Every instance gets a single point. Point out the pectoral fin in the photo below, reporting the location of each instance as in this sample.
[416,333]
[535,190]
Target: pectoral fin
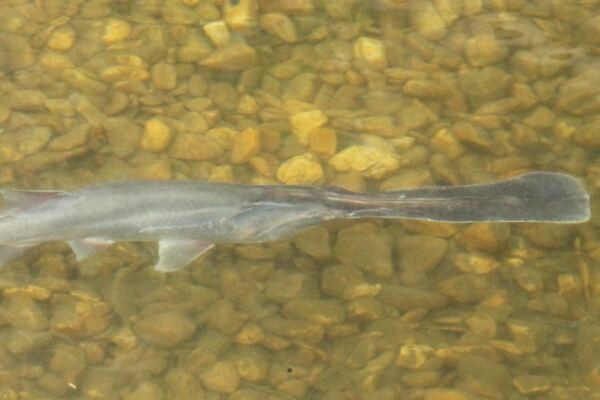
[176,254]
[86,247]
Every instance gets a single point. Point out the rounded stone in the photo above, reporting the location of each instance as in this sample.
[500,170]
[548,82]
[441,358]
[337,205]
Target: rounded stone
[157,135]
[303,169]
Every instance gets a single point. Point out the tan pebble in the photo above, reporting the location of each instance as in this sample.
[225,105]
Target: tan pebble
[166,329]
[279,25]
[156,170]
[234,57]
[4,112]
[116,30]
[532,384]
[446,143]
[251,333]
[306,121]
[241,15]
[475,263]
[449,10]
[195,147]
[157,135]
[407,179]
[222,173]
[8,153]
[246,145]
[472,7]
[428,21]
[116,73]
[370,161]
[482,325]
[164,76]
[56,61]
[247,105]
[413,356]
[352,181]
[303,169]
[485,236]
[221,377]
[484,49]
[62,38]
[370,51]
[217,32]
[367,247]
[145,391]
[262,166]
[323,141]
[445,394]
[315,242]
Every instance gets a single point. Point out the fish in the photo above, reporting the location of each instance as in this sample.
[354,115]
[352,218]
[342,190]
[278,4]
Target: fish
[188,218]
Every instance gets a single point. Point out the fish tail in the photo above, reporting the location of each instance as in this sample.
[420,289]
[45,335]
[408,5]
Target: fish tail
[9,253]
[532,197]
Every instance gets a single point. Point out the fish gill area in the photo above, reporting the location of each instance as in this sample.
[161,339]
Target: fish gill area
[363,95]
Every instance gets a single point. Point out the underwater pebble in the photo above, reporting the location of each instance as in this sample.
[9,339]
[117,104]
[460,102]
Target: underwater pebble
[324,312]
[62,38]
[233,57]
[182,384]
[246,145]
[115,31]
[303,169]
[217,32]
[164,76]
[347,282]
[279,25]
[371,52]
[198,147]
[370,161]
[420,253]
[484,49]
[315,242]
[157,135]
[145,391]
[323,141]
[303,123]
[485,236]
[475,263]
[367,247]
[252,364]
[221,377]
[166,329]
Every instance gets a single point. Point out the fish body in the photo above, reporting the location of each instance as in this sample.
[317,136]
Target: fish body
[188,218]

__WHAT YOU HAVE TO DO__.
Retype every one of the records above word for word, leaving out the pictures.

__SOLUTION TO THE EXERCISE__.
Every instance gets a single point. Point out the pectoral fin in the photo below, reporting the location of each instance as in this sample.
[416,333]
[535,190]
Target: pectoral fin
[176,254]
[86,247]
Every instance gets a single point. Point out the rounded stone in the photo above, reporting the location of each instance as in this sample.
[500,170]
[548,82]
[441,358]
[337,205]
Target: rounded stone
[157,135]
[303,169]
Every instance gets a single point. Point out the tan pebble in the photo above, reporting the location of each instance as in this sample.
[225,105]
Target: tan pebble
[166,329]
[279,25]
[156,170]
[234,57]
[4,112]
[116,30]
[532,384]
[446,143]
[251,333]
[306,121]
[241,15]
[475,263]
[449,10]
[195,147]
[157,135]
[407,179]
[222,173]
[8,153]
[246,145]
[472,7]
[428,21]
[116,73]
[370,161]
[482,325]
[164,76]
[56,61]
[247,105]
[413,356]
[352,181]
[303,169]
[485,236]
[221,377]
[484,49]
[62,38]
[370,51]
[217,32]
[367,247]
[145,391]
[262,166]
[323,141]
[445,394]
[315,242]
Every instance gets a single point. Point out the fish in the photo above, reporting the location of each instance as in this sample.
[354,115]
[352,218]
[342,190]
[278,4]
Target: fish
[188,218]
Every instance gets a single point. Point out the fish tail in the photo above, reporting the location of each instance as in this sample.
[420,289]
[45,335]
[408,5]
Target: fish tail
[9,253]
[532,197]
Every instance gets a single point. Point out the fish gill area in the photo above, reporting the location of each instance as in this sample.
[161,339]
Target: fish gill area
[363,95]
Every instance gets a single point. Point out the underwater pebble in the photo above, reporting the location of each instance as in this sample.
[9,339]
[117,104]
[460,102]
Target: underwater pebble
[324,312]
[62,38]
[233,57]
[182,384]
[246,145]
[115,31]
[303,169]
[217,32]
[164,76]
[347,282]
[279,25]
[371,52]
[198,147]
[370,161]
[420,253]
[484,49]
[315,242]
[157,135]
[145,391]
[323,141]
[303,123]
[485,236]
[475,263]
[367,247]
[252,364]
[221,377]
[166,329]
Every instance gets a single point. Point out the fish body in the photo above, reporting the location of each instance as in this sample.
[317,136]
Target: fish body
[188,218]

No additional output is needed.